Those figures would suggest the drug can reduce breast-cancer cases by 45 per cent. The project, which began in 1992, was sponsored by the US National Cancer Institute and concentrated on women considered to be at high risk of developing the disease.

Dr Des Carney, consultant medical oncologist at the Mater Hospital in Dublin, said a difficulty with the study was the small numbers involved, but he believed the findings were "a very big step forward". He suggested its use here, if targeted properly, could have the same effect as a national breast cancer screening programme.

Dr David Fennelly, a breast-cancer specialist at St Vincent's Hospital in Dublin, said the British were "perhaps being a little overcautious." He said the studies had shown not only that tamoxifen could be effective in preventing breast cancer, but also that it could be used to treat certain types of the disease - more prevalent in younger people - which were previously thought not to be responsive to the drug.

Tamoxifen counteracts the oestrogen in a woman's body that encourages the tumour to grow, but is in itself a carcinogen, trebling the risk, normally very low, of a woman developing uterine cancer.

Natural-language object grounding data
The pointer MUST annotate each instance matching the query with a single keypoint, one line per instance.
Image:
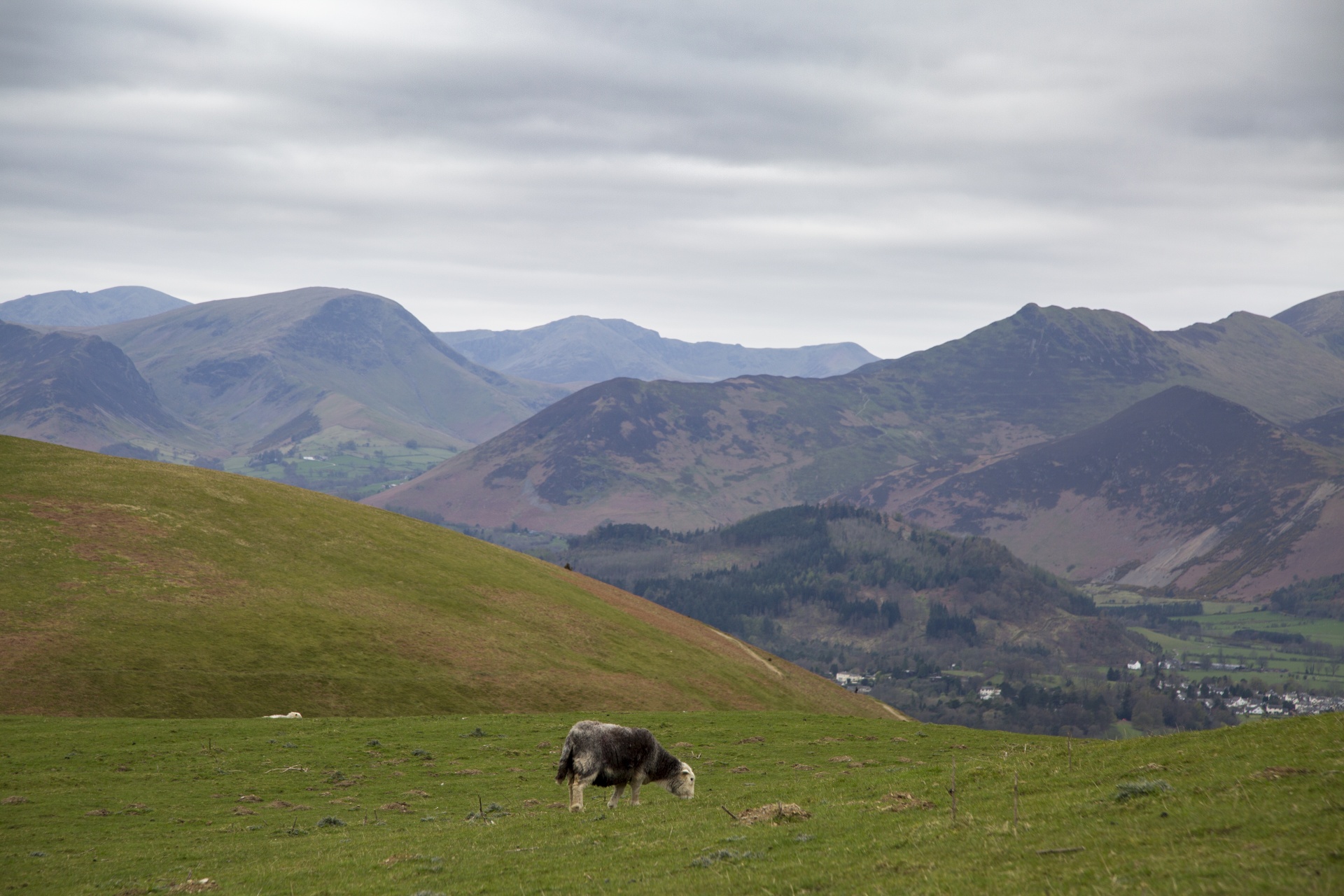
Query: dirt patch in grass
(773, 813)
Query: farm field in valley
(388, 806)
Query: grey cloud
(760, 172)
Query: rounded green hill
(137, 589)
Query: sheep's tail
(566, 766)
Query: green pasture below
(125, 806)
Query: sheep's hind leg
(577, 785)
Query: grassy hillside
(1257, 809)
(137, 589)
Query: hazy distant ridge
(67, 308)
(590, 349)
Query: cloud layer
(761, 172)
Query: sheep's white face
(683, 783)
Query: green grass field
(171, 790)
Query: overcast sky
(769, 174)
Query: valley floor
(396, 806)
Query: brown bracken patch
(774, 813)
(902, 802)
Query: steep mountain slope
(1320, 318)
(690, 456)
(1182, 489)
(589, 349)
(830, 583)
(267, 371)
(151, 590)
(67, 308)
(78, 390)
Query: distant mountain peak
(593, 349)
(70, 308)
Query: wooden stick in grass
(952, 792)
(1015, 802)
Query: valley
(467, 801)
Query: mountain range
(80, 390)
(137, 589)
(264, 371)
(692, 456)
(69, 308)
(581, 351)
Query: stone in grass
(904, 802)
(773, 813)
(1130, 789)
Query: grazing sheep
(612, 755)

- TASK INSTRUCTIONS:
a) Translate this sentence from the tamoxifen passage into Spanish: "The project, which began in 1992, was sponsored by the US National Cancer Institute and concentrated on women considered to be at high risk of developing the disease."
b) Reproduce the tamoxifen passage word for word, starting with "Tamoxifen counteracts the" and going on through "developing uterine cancer.".
c) Please extend the tamoxifen passage from its last sentence.
You can ignore the listing.

- RESPONSES BY ITEM NUMBER:
a) El proyecto, que comenzó en 1992, fue patrocinado por el Instituto Nacional del Cáncer de EE. UU. y se centró en mujeres consideradas de alto riesgo de desarrollar la enfermedad.

b)
Tamoxifen counteracts the oestrogen in a woman's body that encourages the tumour to grow, but is in itself a carcinogen, trebling the risk, normally very low, of a woman developing uterine cancer.

c)
Dr Fennelly said the US scientists would have taken these factors into account when deciding to release their findings early. "Uterine cancer develops in only a very small percentage of cases. It's a question of weighing up the risks, and this is something that's done every day in doctors' clinics in Ireland".

Dr Carney, who is also chairman of the Irish Cancer Society, said the risk of developing uterine cancer from taking tamoxifen was negligible. In addition, it was not an aggressive cancer and was usually diagnosed early and successfully treated. The question many women will ask as a result of this week's news is what should they do about it. Is it advisable to ask their doctor to start prescribing tamoxifen immediately? Dr Fennelly said any woman who believes she is in a high-risk category and that the drug might be beneficial should consult her GP with a view to being referred to a specialist. Women most obviously at risk are those with a strong family history of the disease.

There is no question of tamoxifen being given to every woman who wants it, Dr Carney stressed. But he said family history, combined with a genetic test and the taking of a blood sample, could identify women with a 50 per cent-plus risk of developing breast cancer.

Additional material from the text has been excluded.